What to produce :: Copy each line below without leaving any out.
═══ Exercise materials
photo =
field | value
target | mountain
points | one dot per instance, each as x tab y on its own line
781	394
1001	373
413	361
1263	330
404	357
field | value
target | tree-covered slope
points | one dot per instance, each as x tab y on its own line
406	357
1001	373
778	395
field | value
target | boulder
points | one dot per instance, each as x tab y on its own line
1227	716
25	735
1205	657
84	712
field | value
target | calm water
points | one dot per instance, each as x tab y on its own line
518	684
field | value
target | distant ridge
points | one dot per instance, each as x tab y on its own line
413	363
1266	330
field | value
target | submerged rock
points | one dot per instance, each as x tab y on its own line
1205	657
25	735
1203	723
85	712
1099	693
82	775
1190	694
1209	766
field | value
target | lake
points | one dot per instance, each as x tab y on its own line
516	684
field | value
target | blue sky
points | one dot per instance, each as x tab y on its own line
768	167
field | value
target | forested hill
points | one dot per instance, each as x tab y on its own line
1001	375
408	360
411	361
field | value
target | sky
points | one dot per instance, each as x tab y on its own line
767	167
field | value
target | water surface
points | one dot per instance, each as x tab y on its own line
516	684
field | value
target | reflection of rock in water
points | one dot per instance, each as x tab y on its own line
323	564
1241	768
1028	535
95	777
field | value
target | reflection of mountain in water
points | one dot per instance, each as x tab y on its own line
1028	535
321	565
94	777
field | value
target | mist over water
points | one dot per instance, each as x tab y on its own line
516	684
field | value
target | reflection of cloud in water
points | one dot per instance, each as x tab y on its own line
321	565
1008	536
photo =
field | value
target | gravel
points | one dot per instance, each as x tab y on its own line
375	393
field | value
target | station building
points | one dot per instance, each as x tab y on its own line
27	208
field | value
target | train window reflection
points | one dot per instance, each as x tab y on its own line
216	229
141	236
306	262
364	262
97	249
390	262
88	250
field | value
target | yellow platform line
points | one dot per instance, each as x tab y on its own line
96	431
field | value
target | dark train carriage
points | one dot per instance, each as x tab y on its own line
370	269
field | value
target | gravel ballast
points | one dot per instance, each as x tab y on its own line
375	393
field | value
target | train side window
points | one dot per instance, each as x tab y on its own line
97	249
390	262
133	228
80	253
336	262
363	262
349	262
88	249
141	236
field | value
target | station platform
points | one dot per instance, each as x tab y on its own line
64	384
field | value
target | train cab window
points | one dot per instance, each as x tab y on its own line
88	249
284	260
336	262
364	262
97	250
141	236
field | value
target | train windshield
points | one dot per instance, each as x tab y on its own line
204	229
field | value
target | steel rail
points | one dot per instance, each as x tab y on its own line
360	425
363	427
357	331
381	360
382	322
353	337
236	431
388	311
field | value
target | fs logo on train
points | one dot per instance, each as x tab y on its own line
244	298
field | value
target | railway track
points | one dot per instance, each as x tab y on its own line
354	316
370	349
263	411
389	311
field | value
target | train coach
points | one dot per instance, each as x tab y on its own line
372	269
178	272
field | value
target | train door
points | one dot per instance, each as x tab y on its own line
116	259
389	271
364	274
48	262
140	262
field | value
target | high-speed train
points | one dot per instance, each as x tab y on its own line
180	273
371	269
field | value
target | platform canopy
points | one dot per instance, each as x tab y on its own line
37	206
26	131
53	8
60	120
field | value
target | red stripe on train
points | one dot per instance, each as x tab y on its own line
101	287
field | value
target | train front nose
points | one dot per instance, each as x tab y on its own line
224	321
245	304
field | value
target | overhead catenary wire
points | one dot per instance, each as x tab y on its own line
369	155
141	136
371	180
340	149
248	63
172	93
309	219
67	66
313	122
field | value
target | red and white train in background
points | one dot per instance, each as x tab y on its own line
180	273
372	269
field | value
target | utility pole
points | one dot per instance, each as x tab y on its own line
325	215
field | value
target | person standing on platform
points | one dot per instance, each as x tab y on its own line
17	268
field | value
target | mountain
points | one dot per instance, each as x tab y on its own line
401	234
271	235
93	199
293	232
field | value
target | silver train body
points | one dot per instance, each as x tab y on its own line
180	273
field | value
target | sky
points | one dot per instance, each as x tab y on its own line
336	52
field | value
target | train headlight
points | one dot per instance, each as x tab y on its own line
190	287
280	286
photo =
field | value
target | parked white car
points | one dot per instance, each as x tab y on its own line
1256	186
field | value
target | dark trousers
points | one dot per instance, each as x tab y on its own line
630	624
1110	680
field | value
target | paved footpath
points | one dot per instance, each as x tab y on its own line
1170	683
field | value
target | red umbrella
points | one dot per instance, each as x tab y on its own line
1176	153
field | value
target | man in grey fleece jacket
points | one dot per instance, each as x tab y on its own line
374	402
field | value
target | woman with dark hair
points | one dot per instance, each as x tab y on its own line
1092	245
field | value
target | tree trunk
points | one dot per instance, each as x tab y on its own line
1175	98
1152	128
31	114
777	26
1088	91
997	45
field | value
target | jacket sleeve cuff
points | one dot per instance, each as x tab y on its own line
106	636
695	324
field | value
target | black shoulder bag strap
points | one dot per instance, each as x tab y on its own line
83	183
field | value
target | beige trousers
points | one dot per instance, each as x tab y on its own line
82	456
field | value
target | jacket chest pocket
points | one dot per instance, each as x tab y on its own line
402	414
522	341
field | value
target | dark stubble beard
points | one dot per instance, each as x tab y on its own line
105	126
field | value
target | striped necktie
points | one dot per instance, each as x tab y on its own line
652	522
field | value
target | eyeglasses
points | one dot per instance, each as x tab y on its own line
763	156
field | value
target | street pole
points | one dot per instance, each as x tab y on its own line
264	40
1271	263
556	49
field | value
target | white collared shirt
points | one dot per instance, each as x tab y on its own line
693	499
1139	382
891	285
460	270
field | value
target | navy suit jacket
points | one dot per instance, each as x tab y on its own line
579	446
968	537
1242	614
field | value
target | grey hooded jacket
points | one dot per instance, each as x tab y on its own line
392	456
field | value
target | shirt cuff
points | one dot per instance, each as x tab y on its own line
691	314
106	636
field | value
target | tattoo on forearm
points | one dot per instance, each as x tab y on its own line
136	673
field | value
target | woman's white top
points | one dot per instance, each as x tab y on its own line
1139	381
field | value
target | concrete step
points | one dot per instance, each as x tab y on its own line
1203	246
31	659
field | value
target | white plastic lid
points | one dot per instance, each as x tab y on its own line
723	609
══════
Expected answer ::
photo =
field | value
target | mountain
points | one dot per instance, each as x tab y on its own line
781	394
1001	373
413	361
1263	330
404	357
field | value
target | tree-covered slope
points | one dot per instance, each as x tab y on its own line
406	357
1001	373
778	395
field | value
target | boulder
points | one dot per instance, each as x tab y on its own line
1227	716
25	735
1205	657
84	712
field | value
target | calm water
points | one dot per instance, each as x tab y on its own line
518	684
field | value
target | distant ridge
points | one dot per instance, each as x tab y on its own line
413	363
1266	330
field | value
target | submerged rock
points | one dot per instance, each as x tab y on its own line
1205	657
25	735
1203	723
85	712
1099	693
82	775
1190	694
1209	766
field | value
target | lake
points | one dot per instance, each as x tab y on its own line
516	684
field | value
target | blue sky
points | one dot per instance, each as x tab y on its own line
768	167
field | value
target | forested hill
points | one dot per instance, each as x tab y on its own line
1001	375
408	360
411	361
field | value
target | sky
points | one dot per instance, each as x tab y on its own line
767	167
field | value
target | water surface
points | one dot per instance, each as x tab y on its own line
516	684
field | value
target | reflection of rock in water
points | one dot per instance, each as x tab y on its own line
323	564
1241	768
1028	535
95	777
field | value
target | reflection of mountain in water
points | one dot per instance, each as x tab y on its own line
1028	535
321	565
94	777
field | value
target | mist over water
points | one dot per instance, each as x tab y on its own line
516	684
field | value
target | reflection of cloud in water
points | one dot per instance, each as x tab y on its own line
321	565
1008	536
photo =
field | value
target | gravel
points | one dot per instance, each as x tab y on its own line
375	393
field | value
target | station building
points | one dot per instance, each as x tab y on its own line
27	208
field | value
target | train window reflection
points | one dot per instance, each as x tab y on its own line
216	229
141	236
306	262
364	262
97	249
390	262
88	250
field | value
target | yellow platform line
points | one dot per instance, each as x tab y on its own line
96	431
field | value
target | dark train carriage
points | one dot per instance, each as x tab y on its own line
370	269
field | value
target | gravel ballast
points | one dot per instance, each as x tab y on its own line
375	393
field | value
target | train side window
points | one dot per instance, each as x tab y on its own line
97	249
390	262
133	228
80	253
336	262
363	262
349	262
88	249
141	236
field | value
target | station platform
points | one dot per instance, each as x tab y on its own line
64	384
field | value
target | train cab window
points | one dot per instance, each as x tab y on its own line
88	249
284	260
336	262
364	262
97	250
141	236
field | value
target | train windshield
points | one dot per instance, each as x tab y on its own line
204	229
field | value
target | steel rail
points | one dot per instance, each as x tab y on its own line
360	425
363	427
357	331
381	360
382	322
353	337
236	431
388	311
field | value
target | fs logo on train
points | one dot per instance, each as x tab y on its own line
244	298
field | value
target | railway track
points | one dot per instance, each as x tab y on its own line
354	316
370	349
263	411
389	311
field | value
target | train coach
points | one dot per instance, each as x tab y on its own line
372	269
178	272
field | value
target | train door
points | one dot per instance, each as x tab y on its own line
116	259
389	271
364	274
48	262
140	262
field | value
target | high-speed train
points | one dot per instance, each as x tab y on its own line
180	273
371	269
field | value
target | platform canopy
points | one dot per instance, each as x tab y on its own line
37	206
26	131
53	8
60	120
field | value
target | red stripe on train
points | one dot per instance, each as x tab y on its own line
101	287
field | value
target | train front nose
points | one dot per instance, each as x tab y on its own line
224	321
245	304
field | value
target | overhead catenary wire
points | one dot per instance, each as x tab y on its own line
369	155
141	136
371	180
340	149
248	63
172	93
309	219
67	66
313	122
field | value
target | red and white train in background
points | one dot per instance, each as x tab y on its own line
180	273
372	269
field | value
target | utility pole
points | one dot per instance, each as x tab y on its own line
325	215
field | value
target | person standing on platform
points | one dot per instance, each as x tab y on its own line
17	268
field | value
target | mountain
points | one dot per instance, each as x tab y on its own line
401	234
271	235
93	199
293	232
field | value
target | silver train body
points | one dot per instance, each as x tab y on its own line
180	273
field | value
target | sky
points | one dot per instance, each as x tab y on its own line
336	52
field | value
target | train headlight
points | one dot per instance, each as x tab y on its own line
190	287
280	286
photo =
field | value
target | parked white car
points | one dot per instance, each as x tab y on its own line
1256	186
field | value
target | dark trousers
points | one dot per instance, each as x tab y on its own line
630	624
1110	680
field | value
target | paved footpath
points | one dot per instance, each as x tab y on its own line
1170	683
field | value
target | red umbrella
points | one dot per instance, each as x tab y on its own line
1176	153
field | value
target | man in grey fleece jacket
points | one dot per instance, each as x tab y on its own line
374	402
field | value
target | woman with dark hair
points | one dot per instance, each as x tab y on its own line
1092	245
field | value
target | tree trunk
points | one dot per instance, each as x tab y on its own line
1175	98
1152	128
31	114
777	26
1088	91
997	45
field | value
target | jacket sleeve cuff
points | one dot per instance, each as x tab y on its own line
106	636
695	324
field | value
target | black shoulder bag strap
points | one dot per instance, each as x tab y on its own line
83	183
field | value
target | beige trousers
points | one dot per instance, each as x tab y on its own line
82	456
field | value
target | jacket chest pocket
points | one dot per instance, each as x tab y on its own line
402	414
522	341
field | value
target | dark stubble beard
points | one dot per instance, each as x tab y on its own line
105	126
field | value
target | striped necktie
points | one dot per instance, each as x tab y on its own line
652	522
field | value
target | eyeglasses
points | one dot per instance, each as x tab y on its own line
763	156
field | value
target | street pole
points | one dot per instance, each as x tab y on its own line
264	40
1271	263
556	49
field | value
target | white collared shirt
points | one dot per instance, each as x tab y on its own line
693	499
1139	382
891	285
460	270
field | value
target | navy suit jacket
points | one dot per instance, each as x tab y on its own line
579	446
968	537
1242	614
field | value
target | grey hooded jacket
points | one dot per instance, each as x tab y on its own line
392	456
field | value
target | shirt cuff
points | one dot per instance, each as x tab y on its own line
691	314
106	636
field | value
target | tattoo on forearm
points | one dot per instance, each as x tab y on its own line
136	673
field | value
target | woman's white top
points | one dot per instance, each as x tab y on its own line
1139	381
field | value
target | concrete step
points | one dot per instance, each as x tab y on its own line
1203	246
31	659
field | value
target | white plastic lid
points | one dot per instance, each as x tab y on its own line
723	609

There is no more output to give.